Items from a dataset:
────────

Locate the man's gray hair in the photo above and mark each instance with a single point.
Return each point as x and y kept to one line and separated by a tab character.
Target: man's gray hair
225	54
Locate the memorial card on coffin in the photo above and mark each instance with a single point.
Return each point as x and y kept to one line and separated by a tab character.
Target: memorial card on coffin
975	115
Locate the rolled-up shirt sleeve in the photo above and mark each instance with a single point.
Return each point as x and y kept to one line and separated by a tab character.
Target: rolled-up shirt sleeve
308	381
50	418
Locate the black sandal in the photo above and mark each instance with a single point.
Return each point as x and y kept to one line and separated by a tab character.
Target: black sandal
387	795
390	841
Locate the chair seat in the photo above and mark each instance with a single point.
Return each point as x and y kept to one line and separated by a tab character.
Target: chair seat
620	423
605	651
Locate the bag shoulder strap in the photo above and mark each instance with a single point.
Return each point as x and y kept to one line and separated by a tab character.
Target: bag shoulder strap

────────

* _DIRECTIVE_: Convert everything from the line containing "Locate the chair" down to the end of the records into a numbered list, omitting any blank lines.

* _TASK RESULT_:
1. Locate the chair seat in the photo above and mark each instance with a single point.
2. Return each point as x and y kept to one line and separated by a tab character.
3. Target: chair seat
4. 620	423
5. 605	651
6. Locate the bag shoulder strap in the photo above and mark each instance with a single point.
7. Return each point as x and y kept to one line and separated by a tab character.
8. Target: bag shoulder strap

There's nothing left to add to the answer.